**WORK INSTRUCTIONS:**
1. In the Tallant & Tallant judgment below, why does the husband say the wife's enforcement proceedings should be summarily dismissed?
2. Pick up the Tallant & Tallant judgment text after its final paragraph and continue it.

Crapp & Crapp No.2 (1979) FLC 90-615
Duff & Duff (1977) FLC 90-217
General Steel Industries Inc v Commissioner for Railways (NSW) [1964] HCA 69
Friar & Friar [2011] FamCAFC 71
Jones v Skinner (1836) 5 LJ CH 87
Marchant & Marchant [2012] FamCAFC 181
Mullane & Mullane (1983) 158 CLR 436
Perrett & Perrett (1980) FLC 92-101
W & W (1980) FLC 90-872
APPLICANT: Ms Tallant
RESPONDENT: Mr Tallant
FILE NUMBER: PAC 2136 of 2009
DATE DELIVERED: 2 May 2013
PLACE DELIVERED: Sydney
PLACE HEARD: Sydney
JUDGMENT OF: Aldridge J
HEARING DATE:

11 March 2013

REPRESENTATION

COUNSEL FOR THE APPLICANT: Ms Bridger
SOLICITOR FOR THE APPLICANT: Jo-anna Moy, solicitor
COUNSEL FOR THE RESPONDENT: Mr Stenhouse
SOLICITOR FOR THE RESPONDENT: Collins & Thompson

Orders

  1. That Order 1 of the response to an Application in a Case filed by the husband on 6 June 2012 be dismissed.

  2. That the response to the Initiating Application filed by the wife on 29 August 2012 be dismissed.

IT IS NOTED that publication of this judgment by this Court under the pseudonym Tallant & Tallant has been approved by the Chief Justice pursuant to s 121(9)(g) of the Family Law Act 1975 (Cth).

FAMILY COURT OF AUSTRALIA  AT

FILE NUMBER:

Ms Tallant

Applicant

And

Mr Tallant

Respondent

REASONS FOR JUDGMENT

Introduction

  1. In these proceedings Ms Tallant (“the wife”) seeks an order that the Initiating Application filed on 27 July 2012 by Mr Tallant (“the husband) be summarily dismissed pursuant to Rule 10.12 of the Family Court Rules.  The husband seeks an order, pursuant to the same rule, that the wife’s Application in a Case filed 15 February 2012 also be summarily dismissed.

  2. Both applications have at their heart an order made by consent by the Local Court on 11 December 2003.  Order 2 of those orders provided:

    The wife shall do things necessary to arrange finance with Westpac Bank in such amounts as she may deem appropriate provided however that a component of that loan should be a Premium Option Home Loan in the amount of two hundred and twenty thousand dollars ($220,000.00) at the bank’s variable housing rate.  That the Husband pay all Mortgage payments in respect of the Premium Option Home Loan until the said Premium Option Home Loan is discharged.

  3. The husband ceased paying the mortgage in November 2010 leading, ultimately, to the Application in a Case of the wife filed on 15 February 2012 which seeks orders that the husband file and serve a financial statement and produce a number of documents relating to his finances, obviously with a view to enforcing the above order.

  4. The husband contends that Order 2 made by the Local Court was made beyond the power of the Court, is ultra vires, and is accordingly void thus leading to the summary dismissal of the wife’s enforcement proceedings because there is, in effect, no order to enforce.

**RECORDED DATA:**

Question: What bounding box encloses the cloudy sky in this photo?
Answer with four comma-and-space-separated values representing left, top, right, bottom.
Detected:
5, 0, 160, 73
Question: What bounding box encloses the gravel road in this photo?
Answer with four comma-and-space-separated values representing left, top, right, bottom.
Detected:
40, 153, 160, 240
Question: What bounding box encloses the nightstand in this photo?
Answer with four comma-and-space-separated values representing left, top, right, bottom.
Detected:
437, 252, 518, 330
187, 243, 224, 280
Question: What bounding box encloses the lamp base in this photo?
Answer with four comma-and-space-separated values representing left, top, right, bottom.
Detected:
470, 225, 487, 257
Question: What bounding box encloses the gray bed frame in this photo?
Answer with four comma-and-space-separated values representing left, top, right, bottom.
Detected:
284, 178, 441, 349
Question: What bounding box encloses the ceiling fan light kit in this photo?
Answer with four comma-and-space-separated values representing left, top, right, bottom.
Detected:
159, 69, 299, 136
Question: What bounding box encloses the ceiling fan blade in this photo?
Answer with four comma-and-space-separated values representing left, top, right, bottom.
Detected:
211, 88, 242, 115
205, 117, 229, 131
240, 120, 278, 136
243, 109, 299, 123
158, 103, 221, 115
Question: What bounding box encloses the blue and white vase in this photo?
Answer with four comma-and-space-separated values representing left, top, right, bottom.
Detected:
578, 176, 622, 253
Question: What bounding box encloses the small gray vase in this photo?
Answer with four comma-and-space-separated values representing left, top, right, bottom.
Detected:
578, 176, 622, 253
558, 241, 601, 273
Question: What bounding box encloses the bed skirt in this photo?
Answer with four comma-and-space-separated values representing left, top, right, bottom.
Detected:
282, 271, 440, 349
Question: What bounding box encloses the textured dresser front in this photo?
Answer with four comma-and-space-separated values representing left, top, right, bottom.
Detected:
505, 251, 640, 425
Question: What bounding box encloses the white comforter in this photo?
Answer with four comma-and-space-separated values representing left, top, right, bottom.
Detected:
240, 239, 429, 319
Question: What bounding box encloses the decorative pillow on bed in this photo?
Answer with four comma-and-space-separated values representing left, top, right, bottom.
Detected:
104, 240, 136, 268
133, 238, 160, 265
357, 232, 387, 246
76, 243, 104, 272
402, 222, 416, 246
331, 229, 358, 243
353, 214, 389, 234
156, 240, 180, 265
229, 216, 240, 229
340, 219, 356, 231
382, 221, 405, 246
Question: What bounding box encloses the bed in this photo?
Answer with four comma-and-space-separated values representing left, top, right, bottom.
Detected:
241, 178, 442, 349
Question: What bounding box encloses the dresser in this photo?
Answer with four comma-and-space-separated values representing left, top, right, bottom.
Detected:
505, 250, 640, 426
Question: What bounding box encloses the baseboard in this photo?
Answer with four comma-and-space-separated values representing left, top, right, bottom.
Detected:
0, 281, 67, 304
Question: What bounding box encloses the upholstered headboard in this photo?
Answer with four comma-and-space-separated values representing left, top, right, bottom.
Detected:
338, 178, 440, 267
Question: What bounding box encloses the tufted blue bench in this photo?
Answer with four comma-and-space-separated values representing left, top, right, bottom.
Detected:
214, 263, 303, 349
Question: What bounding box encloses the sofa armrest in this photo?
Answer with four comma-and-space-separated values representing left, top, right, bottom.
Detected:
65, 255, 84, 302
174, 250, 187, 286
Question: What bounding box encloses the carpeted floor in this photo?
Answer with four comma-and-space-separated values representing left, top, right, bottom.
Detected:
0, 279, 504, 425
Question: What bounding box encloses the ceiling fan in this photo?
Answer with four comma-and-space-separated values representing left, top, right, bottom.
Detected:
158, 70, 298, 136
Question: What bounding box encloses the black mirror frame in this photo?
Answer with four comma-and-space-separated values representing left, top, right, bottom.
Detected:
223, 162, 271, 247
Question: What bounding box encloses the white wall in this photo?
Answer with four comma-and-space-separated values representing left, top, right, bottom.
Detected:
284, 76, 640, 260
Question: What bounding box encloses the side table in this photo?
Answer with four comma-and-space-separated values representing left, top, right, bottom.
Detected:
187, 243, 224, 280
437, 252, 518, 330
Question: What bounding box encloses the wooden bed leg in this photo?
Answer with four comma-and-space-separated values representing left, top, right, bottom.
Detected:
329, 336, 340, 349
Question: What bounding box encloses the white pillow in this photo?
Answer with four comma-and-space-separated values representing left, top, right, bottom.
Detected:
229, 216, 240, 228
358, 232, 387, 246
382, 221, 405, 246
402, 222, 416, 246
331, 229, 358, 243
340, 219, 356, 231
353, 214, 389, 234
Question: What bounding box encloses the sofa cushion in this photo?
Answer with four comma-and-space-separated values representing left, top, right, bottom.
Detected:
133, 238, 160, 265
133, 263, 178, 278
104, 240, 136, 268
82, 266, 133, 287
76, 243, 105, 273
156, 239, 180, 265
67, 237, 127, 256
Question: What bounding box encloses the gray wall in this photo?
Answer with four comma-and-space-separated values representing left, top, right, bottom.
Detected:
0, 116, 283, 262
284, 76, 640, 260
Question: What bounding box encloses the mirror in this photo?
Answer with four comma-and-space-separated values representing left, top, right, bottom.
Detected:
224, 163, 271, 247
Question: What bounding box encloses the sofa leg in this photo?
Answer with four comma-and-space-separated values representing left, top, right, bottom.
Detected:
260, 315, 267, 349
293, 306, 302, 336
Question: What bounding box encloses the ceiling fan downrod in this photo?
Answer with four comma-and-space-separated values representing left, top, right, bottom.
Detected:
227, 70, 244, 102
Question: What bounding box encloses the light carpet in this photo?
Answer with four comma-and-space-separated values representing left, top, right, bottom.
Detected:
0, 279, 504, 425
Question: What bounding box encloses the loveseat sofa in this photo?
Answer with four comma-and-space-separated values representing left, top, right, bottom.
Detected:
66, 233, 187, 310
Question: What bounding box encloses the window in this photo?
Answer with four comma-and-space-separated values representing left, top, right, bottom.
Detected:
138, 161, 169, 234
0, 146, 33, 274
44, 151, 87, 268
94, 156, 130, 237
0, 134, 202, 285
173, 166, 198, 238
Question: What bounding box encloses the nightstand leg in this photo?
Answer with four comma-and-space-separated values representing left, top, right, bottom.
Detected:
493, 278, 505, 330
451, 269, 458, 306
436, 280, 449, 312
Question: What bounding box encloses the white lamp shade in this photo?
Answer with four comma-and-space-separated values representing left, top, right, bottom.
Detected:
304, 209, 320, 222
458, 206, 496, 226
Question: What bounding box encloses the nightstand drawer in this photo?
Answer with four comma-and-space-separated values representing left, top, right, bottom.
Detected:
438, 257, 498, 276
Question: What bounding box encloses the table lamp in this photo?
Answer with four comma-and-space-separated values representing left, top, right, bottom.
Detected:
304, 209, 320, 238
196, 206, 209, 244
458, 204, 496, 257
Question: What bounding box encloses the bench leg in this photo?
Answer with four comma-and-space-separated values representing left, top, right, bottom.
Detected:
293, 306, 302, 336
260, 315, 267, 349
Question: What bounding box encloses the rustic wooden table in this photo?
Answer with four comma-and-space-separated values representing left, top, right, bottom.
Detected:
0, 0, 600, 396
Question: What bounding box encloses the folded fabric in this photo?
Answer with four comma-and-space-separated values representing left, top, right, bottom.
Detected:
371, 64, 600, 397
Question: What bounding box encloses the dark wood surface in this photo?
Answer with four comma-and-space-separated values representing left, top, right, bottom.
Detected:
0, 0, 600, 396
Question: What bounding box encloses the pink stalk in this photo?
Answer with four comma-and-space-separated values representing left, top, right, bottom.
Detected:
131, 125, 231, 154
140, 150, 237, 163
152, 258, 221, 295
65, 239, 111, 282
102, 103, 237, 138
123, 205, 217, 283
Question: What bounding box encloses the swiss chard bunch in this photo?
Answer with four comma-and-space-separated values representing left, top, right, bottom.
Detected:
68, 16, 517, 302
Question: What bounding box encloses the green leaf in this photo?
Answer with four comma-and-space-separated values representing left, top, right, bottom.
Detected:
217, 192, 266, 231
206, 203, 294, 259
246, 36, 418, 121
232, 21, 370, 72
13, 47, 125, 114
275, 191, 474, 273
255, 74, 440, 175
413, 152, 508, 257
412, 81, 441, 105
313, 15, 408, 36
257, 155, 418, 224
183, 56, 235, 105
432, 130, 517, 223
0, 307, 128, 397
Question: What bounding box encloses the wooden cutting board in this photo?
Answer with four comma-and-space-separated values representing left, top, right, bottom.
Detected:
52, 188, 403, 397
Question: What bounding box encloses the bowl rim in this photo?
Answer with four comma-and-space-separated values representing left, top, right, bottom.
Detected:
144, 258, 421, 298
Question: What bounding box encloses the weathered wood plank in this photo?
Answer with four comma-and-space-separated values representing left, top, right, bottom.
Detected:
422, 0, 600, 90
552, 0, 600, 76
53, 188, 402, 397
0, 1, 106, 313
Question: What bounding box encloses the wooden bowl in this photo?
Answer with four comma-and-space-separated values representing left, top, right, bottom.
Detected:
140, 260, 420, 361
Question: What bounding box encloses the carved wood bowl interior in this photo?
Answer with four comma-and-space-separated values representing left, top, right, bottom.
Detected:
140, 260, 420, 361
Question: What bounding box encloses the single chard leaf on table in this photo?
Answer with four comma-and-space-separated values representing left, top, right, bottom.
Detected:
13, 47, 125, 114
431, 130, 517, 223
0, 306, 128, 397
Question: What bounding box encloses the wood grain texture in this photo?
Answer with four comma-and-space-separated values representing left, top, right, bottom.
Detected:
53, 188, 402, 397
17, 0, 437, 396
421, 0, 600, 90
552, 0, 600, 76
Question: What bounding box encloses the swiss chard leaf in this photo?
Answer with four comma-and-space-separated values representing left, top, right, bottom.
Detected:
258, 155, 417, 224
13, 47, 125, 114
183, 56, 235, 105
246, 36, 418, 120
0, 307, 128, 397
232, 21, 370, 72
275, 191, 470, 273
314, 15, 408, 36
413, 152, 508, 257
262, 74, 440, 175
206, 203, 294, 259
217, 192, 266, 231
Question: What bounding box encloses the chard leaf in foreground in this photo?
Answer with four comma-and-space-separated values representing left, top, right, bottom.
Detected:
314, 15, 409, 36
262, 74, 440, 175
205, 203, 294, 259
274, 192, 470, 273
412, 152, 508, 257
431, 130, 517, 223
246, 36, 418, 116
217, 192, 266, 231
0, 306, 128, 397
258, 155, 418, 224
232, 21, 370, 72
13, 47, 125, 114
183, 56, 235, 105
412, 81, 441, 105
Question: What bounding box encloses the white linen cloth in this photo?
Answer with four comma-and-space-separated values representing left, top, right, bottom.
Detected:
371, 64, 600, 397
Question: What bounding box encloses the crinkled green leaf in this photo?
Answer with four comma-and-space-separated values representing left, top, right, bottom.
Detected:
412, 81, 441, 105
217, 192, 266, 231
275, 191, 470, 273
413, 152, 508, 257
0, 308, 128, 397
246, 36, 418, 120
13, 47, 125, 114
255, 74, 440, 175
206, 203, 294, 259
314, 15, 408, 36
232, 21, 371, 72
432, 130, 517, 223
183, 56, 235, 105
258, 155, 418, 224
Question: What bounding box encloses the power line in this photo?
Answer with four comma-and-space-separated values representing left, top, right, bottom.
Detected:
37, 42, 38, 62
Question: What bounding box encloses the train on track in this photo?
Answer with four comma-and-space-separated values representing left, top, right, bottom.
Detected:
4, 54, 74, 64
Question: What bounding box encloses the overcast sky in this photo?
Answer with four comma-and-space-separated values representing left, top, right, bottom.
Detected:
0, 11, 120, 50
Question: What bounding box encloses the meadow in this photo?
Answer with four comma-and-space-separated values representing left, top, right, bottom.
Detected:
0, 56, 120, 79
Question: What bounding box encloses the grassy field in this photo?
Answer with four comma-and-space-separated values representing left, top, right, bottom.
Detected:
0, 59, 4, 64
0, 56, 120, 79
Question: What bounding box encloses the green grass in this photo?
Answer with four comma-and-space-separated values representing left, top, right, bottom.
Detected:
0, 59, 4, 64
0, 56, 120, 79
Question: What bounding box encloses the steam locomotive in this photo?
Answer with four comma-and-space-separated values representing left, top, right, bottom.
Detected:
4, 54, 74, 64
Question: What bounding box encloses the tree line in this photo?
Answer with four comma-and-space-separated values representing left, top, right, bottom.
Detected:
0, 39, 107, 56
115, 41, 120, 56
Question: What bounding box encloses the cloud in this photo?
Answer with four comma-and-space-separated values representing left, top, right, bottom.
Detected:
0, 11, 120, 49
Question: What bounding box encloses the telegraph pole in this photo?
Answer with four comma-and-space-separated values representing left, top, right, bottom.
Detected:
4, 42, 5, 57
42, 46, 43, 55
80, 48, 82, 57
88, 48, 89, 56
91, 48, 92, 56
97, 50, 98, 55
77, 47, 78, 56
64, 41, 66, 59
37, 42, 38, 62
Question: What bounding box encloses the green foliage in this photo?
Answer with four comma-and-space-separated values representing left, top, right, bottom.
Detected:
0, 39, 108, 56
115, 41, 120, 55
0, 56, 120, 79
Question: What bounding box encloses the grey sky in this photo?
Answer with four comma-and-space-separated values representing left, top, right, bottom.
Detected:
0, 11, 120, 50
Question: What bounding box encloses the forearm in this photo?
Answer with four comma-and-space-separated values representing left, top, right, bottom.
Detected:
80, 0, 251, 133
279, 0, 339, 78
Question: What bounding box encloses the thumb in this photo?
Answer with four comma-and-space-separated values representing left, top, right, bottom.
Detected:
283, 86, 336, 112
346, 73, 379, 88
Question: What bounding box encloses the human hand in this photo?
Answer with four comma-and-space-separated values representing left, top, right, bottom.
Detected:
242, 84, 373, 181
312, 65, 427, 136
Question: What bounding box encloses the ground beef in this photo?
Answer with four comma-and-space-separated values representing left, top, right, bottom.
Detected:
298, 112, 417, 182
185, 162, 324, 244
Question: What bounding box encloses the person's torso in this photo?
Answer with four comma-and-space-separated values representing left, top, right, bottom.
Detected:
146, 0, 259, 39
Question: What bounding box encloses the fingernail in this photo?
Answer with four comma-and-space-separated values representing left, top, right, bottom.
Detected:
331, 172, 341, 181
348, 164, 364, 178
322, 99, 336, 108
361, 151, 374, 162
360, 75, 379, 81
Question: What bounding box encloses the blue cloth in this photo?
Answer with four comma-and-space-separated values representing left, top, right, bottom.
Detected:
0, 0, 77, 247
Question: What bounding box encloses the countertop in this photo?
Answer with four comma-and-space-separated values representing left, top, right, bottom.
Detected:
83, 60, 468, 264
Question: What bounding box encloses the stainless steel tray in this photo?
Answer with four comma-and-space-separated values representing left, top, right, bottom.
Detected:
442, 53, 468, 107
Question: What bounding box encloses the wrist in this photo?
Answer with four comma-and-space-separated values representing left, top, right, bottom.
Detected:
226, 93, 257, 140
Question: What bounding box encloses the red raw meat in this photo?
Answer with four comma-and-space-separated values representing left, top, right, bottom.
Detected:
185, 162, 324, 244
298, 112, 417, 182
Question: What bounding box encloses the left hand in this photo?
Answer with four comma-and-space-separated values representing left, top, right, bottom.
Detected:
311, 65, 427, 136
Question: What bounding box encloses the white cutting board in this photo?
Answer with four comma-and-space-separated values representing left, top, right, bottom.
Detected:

**ANSWERS TO EACH TASK:**
1. He contends that Order 2 of the Local Court's consent orders was beyond that court's power, ultra vires and therefore void. On that view there is no order to enforce, so her enforcement proceedings should be dismissed.

2.
  5. On the other hand the wife asserts that the husband’s initiating application seeking a declaration of invalidity or alternatively, orders under section 79A of the Act must fail and should also be summarily dismissed.

  6. It was agreed between the parties that Order 2 set out above was made pursuant to s79 of the Family Law Act and is not a spousal maintenance order.  Until that agreement had been reached the characterisation of Order 2 as a maintenance order or a spousal maintenance order was an issue in these proceedings.  That agreement, which goes to a jurisdictional fact, does not bind the Court but I am prepared to deal with this application on that basis.

  7. The effect of that agreement is that the only order pressed is the order that seeks to have Orders 2 and 3 Orders made in the Local Court set aside.  The Counsel for the husband said that it was proposed to file an amended initiating application seeking a declaration that those two orders were void. The matter proceeded before me on the assumption that such an amendment would be made.

Background facts

  1. The married parties in 1973 and separated in 1997.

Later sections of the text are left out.